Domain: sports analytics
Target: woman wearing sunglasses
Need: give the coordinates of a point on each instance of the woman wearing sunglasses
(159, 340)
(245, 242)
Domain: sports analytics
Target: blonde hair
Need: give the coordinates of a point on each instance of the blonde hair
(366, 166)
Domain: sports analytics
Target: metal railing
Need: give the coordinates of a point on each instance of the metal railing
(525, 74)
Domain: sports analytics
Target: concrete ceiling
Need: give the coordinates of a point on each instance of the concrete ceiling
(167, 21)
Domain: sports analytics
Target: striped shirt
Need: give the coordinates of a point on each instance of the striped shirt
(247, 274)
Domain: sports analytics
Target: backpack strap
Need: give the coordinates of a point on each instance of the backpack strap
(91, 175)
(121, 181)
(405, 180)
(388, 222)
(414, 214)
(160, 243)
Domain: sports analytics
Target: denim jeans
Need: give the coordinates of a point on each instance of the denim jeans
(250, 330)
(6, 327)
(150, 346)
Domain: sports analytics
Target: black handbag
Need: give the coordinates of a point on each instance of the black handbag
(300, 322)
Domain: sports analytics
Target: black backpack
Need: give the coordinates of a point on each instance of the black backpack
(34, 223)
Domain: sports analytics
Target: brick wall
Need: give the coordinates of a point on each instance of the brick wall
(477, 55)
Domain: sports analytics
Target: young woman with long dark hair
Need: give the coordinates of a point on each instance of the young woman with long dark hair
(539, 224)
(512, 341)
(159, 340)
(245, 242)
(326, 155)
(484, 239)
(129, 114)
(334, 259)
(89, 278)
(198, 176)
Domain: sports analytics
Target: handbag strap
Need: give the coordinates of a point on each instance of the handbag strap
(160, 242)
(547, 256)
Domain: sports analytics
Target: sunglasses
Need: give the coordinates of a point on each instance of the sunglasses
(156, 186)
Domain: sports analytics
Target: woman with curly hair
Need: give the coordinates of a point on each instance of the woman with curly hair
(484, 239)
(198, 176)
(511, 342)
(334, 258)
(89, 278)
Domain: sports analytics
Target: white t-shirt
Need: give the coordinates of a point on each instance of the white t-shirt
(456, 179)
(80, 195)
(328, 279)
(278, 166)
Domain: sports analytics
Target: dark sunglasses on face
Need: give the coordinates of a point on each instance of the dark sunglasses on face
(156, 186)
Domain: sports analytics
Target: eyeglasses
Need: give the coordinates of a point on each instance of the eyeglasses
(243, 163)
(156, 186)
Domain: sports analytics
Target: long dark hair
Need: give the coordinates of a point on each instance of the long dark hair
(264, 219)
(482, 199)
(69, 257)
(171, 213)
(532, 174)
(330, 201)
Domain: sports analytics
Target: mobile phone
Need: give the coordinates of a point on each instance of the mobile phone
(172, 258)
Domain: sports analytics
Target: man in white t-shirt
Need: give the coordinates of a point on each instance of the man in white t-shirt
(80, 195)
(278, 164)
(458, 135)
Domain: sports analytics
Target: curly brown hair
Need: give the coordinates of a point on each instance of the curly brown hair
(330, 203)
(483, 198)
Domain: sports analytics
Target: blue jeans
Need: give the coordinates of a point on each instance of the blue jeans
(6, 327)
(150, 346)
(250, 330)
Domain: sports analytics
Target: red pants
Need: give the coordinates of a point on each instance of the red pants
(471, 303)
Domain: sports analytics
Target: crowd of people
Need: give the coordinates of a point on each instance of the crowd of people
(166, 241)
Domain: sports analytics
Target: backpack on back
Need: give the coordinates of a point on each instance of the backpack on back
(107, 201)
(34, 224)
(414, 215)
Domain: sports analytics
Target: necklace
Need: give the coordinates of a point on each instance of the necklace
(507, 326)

====================

Task statement:
The lines from the start of the entries above through the line containing "Target: black handbag" are the ones to return, please; copy them exactly and include both ends.

Completed exercise:
Domain: sports analytics
Target: woman wearing sunglasses
Need: give the coordinates of a point on each instance of the woman wearing sunglasses
(159, 340)
(245, 242)
Domain: sports analytics
Target: blonde hair
Need: give the coordinates of a point on each instance of the blonde hair
(366, 166)
Domain: sports analytics
Target: metal railing
Need: give the coordinates of a point on each instance of the metal railing
(525, 74)
Domain: sports analytics
Target: concrete ceiling
Need: give the coordinates of a point on each instance of the concrete ceiling
(167, 21)
Domain: sports analytics
Target: striped shirt
Need: give the coordinates of a point on each instance of the striped shirt
(247, 274)
Domain: sports analytics
Target: backpack strap
Need: give the coordinates of a point on each instance of the backpack strap
(91, 175)
(121, 181)
(405, 180)
(388, 222)
(414, 214)
(160, 243)
Domain: sports analytics
Target: denim jeans
Need: give the coordinates of a point on each instance of the denim jeans
(250, 330)
(6, 327)
(150, 346)
Domain: sports analytics
Target: black handbag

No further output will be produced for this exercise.